**GIVEN INSTRUCTION A**
Pick out and copy each line of the listing below that contains the string "egret".

**DOCUMENT PASSAGE**
◆ ◆ ◆ ◆
USS Dobler (DE-48) was an Evarts class destroyer escort constructed for the United States Navy during World War II. She was sent off into dangerous North Atlantic Ocean waters to protect convoys and other ships from German submarines and fighter aircraft. She performed escort and antisubmarine operations in battle areas before sailing home victorious at the end of the conflict.

Namesake
Joseph John Julius Dobler was born on 19 November 1918 in Menlo, Washington. He enlisted in the United States Naval Reserve on 14 December 1939 and was appointed aviation cadet 29 January 1940. On active duty from 22 October 1940 with Scouting Squadron 6, on . Lieutenant Dobler was killed in action 30 January 1943 during the Battle of Rennell Island when American aircraft fought off Japanese air attacks on a task force covering the movement of transports to Guadalcanal.

Construction and commissioning
She was launched on 24 July 1942 as BDE-48 by Philadelphia Navy Yard, intended for transfer to Great Britain; retained for use by the United States; and commissioned on 17 May 1943.
◆ ◆ ◆ ◆
**DATASET RECORDS**
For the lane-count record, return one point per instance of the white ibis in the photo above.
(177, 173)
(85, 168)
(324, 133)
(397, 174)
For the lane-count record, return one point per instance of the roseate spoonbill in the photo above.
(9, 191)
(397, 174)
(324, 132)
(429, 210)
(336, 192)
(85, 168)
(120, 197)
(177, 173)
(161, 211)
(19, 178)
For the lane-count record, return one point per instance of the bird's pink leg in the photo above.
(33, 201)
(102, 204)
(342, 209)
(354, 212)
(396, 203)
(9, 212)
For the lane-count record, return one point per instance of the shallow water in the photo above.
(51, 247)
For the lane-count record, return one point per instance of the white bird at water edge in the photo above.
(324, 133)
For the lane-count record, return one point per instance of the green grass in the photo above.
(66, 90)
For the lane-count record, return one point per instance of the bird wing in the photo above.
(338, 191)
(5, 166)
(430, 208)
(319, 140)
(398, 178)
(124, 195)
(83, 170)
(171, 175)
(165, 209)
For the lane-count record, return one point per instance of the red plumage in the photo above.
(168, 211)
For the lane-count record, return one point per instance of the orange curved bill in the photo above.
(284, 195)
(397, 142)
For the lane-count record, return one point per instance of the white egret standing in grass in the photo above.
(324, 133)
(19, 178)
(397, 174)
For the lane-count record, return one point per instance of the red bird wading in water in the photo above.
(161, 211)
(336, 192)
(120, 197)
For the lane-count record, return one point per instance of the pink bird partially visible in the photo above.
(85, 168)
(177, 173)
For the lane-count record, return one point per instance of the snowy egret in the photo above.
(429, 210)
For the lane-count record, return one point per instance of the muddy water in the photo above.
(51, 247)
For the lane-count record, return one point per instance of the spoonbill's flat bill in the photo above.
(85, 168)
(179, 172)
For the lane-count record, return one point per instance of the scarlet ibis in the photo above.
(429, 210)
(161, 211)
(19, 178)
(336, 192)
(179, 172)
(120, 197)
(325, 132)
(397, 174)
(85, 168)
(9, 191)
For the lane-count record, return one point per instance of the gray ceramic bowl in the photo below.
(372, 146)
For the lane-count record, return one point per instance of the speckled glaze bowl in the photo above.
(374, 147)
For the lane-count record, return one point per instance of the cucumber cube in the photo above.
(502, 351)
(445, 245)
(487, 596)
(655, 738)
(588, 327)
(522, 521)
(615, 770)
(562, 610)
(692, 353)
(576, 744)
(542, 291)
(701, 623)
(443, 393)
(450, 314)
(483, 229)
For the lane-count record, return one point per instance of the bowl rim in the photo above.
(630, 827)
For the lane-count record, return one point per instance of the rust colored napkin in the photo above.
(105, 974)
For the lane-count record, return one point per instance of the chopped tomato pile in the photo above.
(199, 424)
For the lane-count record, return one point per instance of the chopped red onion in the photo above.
◆ ◆ ◆ ◆
**GIVEN INSTRUCTION B**
Write out the whole USS Dobler passage above, word for word.

**COMPLETE OUTPUT A**
For the lane-count record, return one point per instance of the white egret standing in grass in the photo above.
For the lane-count record, return one point per instance of the snowy egret in the photo above.

**COMPLETE OUTPUT B**
USS Dobler (DE-48) was an Evarts class destroyer escort constructed for the United States Navy during World War II. She was sent off into dangerous North Atlantic Ocean waters to protect convoys and other ships from German submarines and fighter aircraft. She performed escort and antisubmarine operations in battle areas before sailing home victorious at the end of the conflict.

Namesake
Joseph John Julius Dobler was born on 19 November 1918 in Menlo, Washington. He enlisted in the United States Naval Reserve on 14 December 1939 and was appointed aviation cadet 29 January 1940. On active duty from 22 October 1940 with Scouting Squadron 6, on . Lieutenant Dobler was killed in action 30 January 1943 during the Battle of Rennell Island when American aircraft fought off Japanese air attacks on a task force covering the movement of transports to Guadalcanal.

Construction and commissioning
She was launched on 24 July 1942 as BDE-48 by Philadelphia Navy Yard, intended for transfer to Great Britain; retained for use by the United States; and commissioned on 17 May 1943.